╔══

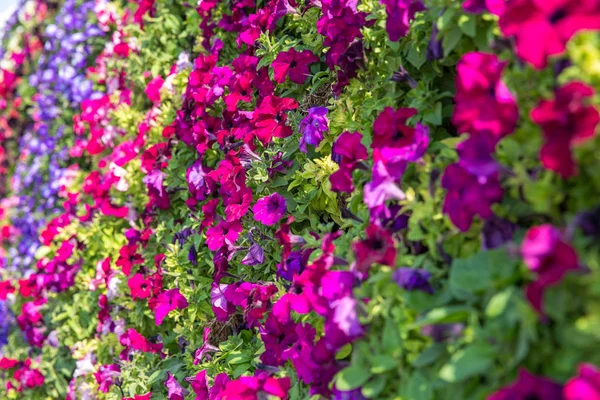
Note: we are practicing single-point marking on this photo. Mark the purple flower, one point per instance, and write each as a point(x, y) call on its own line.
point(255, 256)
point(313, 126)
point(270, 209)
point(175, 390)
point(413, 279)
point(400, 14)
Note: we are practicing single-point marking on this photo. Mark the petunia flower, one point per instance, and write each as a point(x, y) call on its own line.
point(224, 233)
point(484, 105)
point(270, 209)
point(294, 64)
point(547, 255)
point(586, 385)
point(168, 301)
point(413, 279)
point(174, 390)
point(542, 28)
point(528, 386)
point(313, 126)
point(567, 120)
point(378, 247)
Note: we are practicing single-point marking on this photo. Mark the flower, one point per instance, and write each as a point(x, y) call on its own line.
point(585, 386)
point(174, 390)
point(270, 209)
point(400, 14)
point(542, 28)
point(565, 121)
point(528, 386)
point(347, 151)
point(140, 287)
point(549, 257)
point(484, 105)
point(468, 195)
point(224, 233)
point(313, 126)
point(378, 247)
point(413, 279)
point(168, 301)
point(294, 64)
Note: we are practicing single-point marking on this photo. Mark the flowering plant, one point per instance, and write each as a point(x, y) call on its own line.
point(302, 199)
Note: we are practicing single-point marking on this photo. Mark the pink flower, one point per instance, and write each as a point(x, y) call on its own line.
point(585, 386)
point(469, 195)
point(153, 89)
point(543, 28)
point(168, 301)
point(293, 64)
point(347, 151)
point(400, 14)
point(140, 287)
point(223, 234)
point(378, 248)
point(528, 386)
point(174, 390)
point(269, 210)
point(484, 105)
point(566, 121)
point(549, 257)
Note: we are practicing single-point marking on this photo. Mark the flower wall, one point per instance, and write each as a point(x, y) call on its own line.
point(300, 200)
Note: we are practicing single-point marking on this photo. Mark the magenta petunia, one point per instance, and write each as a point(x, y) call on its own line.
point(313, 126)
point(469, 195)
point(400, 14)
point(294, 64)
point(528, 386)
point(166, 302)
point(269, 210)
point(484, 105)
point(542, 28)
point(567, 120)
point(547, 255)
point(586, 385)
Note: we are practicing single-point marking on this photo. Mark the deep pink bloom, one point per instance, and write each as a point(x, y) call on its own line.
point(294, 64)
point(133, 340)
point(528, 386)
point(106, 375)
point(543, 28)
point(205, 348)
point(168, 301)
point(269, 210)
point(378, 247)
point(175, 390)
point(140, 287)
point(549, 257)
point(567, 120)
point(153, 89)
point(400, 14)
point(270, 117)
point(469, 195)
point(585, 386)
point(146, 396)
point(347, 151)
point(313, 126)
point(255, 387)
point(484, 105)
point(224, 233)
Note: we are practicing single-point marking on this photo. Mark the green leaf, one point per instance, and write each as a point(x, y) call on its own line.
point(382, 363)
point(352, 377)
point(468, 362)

╚══
╔══

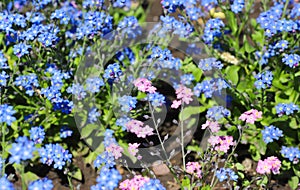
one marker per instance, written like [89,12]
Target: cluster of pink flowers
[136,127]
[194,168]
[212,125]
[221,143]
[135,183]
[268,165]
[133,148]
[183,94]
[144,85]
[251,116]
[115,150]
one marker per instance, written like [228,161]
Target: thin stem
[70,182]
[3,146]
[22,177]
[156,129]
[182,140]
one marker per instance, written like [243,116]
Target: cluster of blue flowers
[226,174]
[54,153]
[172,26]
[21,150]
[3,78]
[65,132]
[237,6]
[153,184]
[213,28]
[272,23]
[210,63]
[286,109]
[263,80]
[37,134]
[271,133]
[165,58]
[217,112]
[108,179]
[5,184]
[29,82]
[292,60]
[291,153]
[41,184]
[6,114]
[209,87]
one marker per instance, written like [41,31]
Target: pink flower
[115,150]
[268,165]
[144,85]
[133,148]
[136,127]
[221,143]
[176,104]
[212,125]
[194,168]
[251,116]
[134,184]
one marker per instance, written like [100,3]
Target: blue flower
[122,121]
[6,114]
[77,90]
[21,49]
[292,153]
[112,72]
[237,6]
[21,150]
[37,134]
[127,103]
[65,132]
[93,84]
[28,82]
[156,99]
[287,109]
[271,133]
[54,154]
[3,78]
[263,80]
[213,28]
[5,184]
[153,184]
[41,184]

╚══
╔══

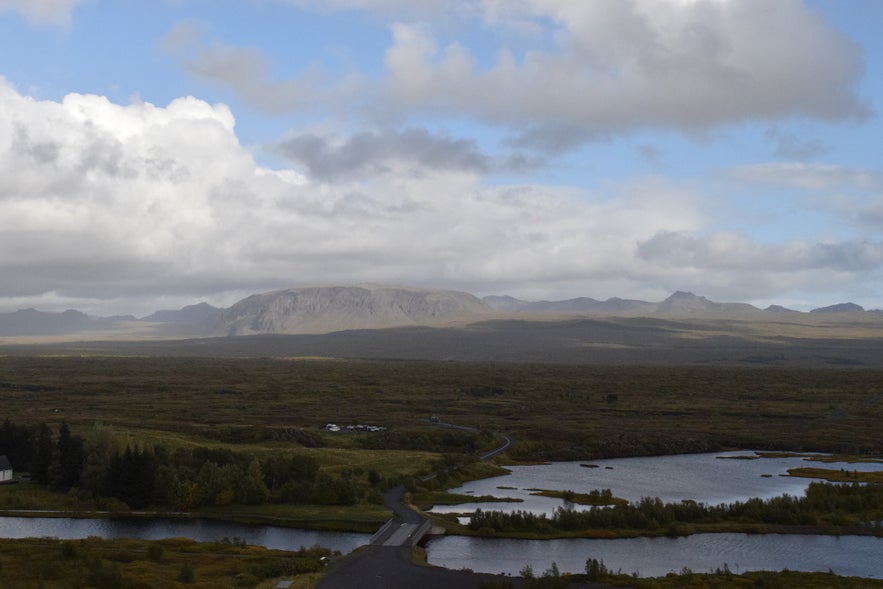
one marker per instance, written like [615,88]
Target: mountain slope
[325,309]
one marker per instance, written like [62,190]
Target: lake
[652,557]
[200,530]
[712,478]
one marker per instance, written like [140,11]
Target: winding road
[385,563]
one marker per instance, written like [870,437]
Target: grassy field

╚══

__Task description__
Every line above that includes the string "like" needs to be copied.

__Answer for this exercise__
one marker per instance, written like [89,12]
one marker per instance, written like [228,161]
one marker per instance, written like [243,116]
one marker per instance, written like [41,31]
one marker per instance, written like [100,3]
one marker per instance, written like [615,88]
one marker per instance, written like [62,190]
one marker per instance, written like [140,11]
one marker per instance, written like [870,437]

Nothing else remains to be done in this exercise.